■ **Action item**: Reproduce all the entries beneath this sentence exactly.

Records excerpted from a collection
────────────────────

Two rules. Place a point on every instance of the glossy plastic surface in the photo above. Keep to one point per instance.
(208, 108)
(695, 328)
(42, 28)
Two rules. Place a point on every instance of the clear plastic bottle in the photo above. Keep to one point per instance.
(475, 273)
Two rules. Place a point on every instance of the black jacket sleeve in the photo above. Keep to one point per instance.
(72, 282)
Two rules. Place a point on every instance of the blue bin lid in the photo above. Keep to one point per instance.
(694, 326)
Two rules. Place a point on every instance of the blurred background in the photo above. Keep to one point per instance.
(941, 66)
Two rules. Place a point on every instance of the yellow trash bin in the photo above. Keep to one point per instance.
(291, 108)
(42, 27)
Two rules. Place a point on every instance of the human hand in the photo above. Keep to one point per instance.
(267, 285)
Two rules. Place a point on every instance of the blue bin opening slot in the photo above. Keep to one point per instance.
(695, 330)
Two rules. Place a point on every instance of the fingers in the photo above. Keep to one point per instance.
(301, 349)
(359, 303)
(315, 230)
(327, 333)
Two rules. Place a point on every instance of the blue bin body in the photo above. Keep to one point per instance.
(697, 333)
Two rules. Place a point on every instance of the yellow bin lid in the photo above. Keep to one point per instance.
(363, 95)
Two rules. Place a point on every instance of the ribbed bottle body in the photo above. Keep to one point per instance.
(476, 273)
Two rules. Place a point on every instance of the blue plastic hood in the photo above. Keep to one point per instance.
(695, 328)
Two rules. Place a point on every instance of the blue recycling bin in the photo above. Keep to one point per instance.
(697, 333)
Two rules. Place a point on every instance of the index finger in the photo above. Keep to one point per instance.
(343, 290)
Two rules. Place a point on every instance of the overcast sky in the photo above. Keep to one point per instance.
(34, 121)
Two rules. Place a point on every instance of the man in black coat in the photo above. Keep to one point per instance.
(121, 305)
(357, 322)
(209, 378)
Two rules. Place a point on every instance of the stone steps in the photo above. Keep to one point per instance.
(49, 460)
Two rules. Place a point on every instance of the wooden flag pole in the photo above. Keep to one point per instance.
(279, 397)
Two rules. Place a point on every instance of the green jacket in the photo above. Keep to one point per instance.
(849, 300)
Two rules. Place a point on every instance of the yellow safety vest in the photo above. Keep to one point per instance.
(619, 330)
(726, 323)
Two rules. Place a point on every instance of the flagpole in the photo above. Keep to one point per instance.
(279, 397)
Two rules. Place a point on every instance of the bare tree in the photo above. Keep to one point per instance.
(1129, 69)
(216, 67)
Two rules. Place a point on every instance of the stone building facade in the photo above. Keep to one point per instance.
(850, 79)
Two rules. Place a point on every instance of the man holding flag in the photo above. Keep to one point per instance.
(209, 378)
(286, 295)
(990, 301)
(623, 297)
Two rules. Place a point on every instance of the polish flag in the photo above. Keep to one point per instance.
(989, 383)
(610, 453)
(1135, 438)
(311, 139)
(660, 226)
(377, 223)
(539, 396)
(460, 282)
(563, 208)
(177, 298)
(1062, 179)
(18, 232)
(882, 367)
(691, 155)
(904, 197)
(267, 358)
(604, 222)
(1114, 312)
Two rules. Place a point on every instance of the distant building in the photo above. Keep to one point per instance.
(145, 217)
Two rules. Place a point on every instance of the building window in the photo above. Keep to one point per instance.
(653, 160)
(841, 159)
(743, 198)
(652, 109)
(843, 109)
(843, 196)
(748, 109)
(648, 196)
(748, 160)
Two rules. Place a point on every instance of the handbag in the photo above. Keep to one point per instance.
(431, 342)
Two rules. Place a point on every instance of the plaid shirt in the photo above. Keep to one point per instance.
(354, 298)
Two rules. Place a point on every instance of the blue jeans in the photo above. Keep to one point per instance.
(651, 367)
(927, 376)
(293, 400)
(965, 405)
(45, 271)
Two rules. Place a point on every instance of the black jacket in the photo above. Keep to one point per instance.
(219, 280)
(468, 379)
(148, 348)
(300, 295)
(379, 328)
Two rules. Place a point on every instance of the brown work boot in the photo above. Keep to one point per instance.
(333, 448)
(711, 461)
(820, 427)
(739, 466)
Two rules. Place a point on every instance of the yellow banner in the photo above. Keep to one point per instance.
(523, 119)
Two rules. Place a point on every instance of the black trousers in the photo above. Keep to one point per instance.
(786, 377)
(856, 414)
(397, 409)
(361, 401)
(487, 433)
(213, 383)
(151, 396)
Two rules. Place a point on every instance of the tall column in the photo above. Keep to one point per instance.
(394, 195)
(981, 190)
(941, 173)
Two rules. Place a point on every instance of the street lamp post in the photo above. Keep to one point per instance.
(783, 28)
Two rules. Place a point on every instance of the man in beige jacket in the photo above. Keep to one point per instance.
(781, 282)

────────────────────

■ **Reply to the task**:
Two rules. Place a point on every instance of the glossy plastic surface in the photo above. Keep to one point per instance.
(208, 108)
(695, 328)
(42, 28)
Two rules. Place a point on every instance of the clear plastic bottle in the photo above. Keep to one point per instance.
(475, 273)
Two rules. Place a point on every instance of the black jacket sleeve in the photo above. Keep to one point per instance.
(72, 282)
Two rules. Place a point on every instance of the blue bin lid in the photo above. Keep to one point per instance.
(694, 326)
Two rules. Place a point on every instance of the blurred background in the photo above. Keep to one point per instance.
(941, 66)
Two rules. Place a point on every instance of the yellow trash bin in the photo above. Keep to one point per instance.
(291, 108)
(42, 27)
Two rules. Place a point on every instance of the human hand in the photo above. Keep to one point per instance.
(267, 285)
Two rules. Place a point on every instance of the blue bin opening slot in the photo above. Keep to one point per instance.
(695, 330)
Two rules. Place a point on every instance of the fingers in the photo above. Keep to one point per instance.
(301, 349)
(359, 303)
(315, 230)
(327, 333)
Two rules. Place a point on every instance of the blue bin body in the photo above. Keep to one point per instance.
(697, 333)
Two rules. Place a point on every instance of the yellow bin lid in the photo above. Keep to one point per instance.
(363, 95)
Two rules. Place a point on every instance of the ribbed bottle body in the photo above. Keep to one point per instance.
(476, 273)
Two rules. Place a point on every instance of the blue plastic hood in the photo above. Keep to one point per instance.
(695, 328)
Two rules. Place a point on every instance of the blue recycling bin in the photo above. Keep to one point per instance.
(697, 333)
Two rules. Place a point on every instance of the index finger in the photo above. Keep to one point per instance.
(343, 290)
Two rules. Place a point on every instance of the overcast sky in the photo above. Keep to one point per instance.
(34, 121)
Two rules. Place a point on every instance of the man in black coat in the photo above. Keep to one point per instance.
(121, 305)
(357, 322)
(209, 378)
Two rules. Place a point on every instance of the stone steps in the photo above. Keep to one point per instance.
(49, 460)
Two rules. Place a point on every instance of the wooden flag pole in the photo above. Keep to one point per instance.
(279, 397)
Two rules. Place a point on every instance of the green jacket in the photo above. Keep to one point per instance.
(849, 300)
Two rules. Place a point on every instance of the yellow safety vest in the photo above. Keep to one point per instance.
(619, 330)
(726, 323)
Two rules. Place a point on every instance of the flagpole in the photo above. Keep to one point per instance.
(279, 397)
Two rules. Place a point on every instance of the bare tree in the photo above. Keep to one point per instance.
(1129, 69)
(216, 67)
Two rules. Place a point on every instance of the stone building facade in the photo above. Keep to one point per instance.
(850, 79)
Two rules. Place a point on every instance of the man holding flag in the photo above. Keep to one point per instance.
(209, 378)
(286, 295)
(990, 301)
(623, 297)
Two rules. Place a point on every instance of the polish flag in the photo above. Keep to one point per instance.
(989, 383)
(610, 453)
(1135, 438)
(311, 139)
(660, 226)
(377, 223)
(539, 396)
(460, 282)
(563, 208)
(177, 298)
(1062, 179)
(18, 232)
(882, 367)
(691, 155)
(904, 197)
(267, 358)
(604, 222)
(1114, 312)
Two rules. Place a point on every instance of the distant building in the photo above. Keep to one point per instance.
(145, 217)
Two rules. Place a point on every instance of the building window in the photo above. Keep to one point per instance.
(653, 160)
(841, 159)
(743, 198)
(652, 109)
(843, 109)
(843, 196)
(748, 109)
(648, 196)
(748, 160)
Two rules. Place a point on every instance of the handbag in the photo above. Keep to one point per instance.
(431, 342)
Two rules. Place a point on every instance of the plaid shirt in the photo above. Keep to one point per instance.
(354, 298)
Two rules. Place a point on every instance of the blue jeans in the photo above. Keep to one point per instance.
(651, 367)
(927, 376)
(293, 400)
(965, 405)
(45, 271)
Two rules. Place a point on every instance of the black jacket in the photo above. Keep to one point per instance.
(219, 280)
(468, 379)
(148, 348)
(300, 295)
(379, 328)
Two rules. Place a point on every instance of the brown work boot in the photo above. Keep to one point per instance.
(333, 448)
(711, 461)
(820, 427)
(739, 466)
Two rules. Place a point on every instance of the yellow banner in the photo above. Keep to one point per instance.
(523, 119)
Two rules. Place a point on every instance of the black trousers in the photo above. Keep to one point per instance.
(786, 377)
(856, 414)
(397, 409)
(361, 401)
(487, 433)
(213, 383)
(151, 396)
Two rules. Place a point on every instance of the tall column in the photo above. Keep to one point per instance.
(394, 195)
(981, 190)
(941, 173)
Two rules. Place a point on every instance of the street lamp post in the photo above. Keep to one point per instance.
(783, 28)
Two rules. Place a point on every instance of the man in beige jacket in the photo above. Keep to one point per instance.
(781, 282)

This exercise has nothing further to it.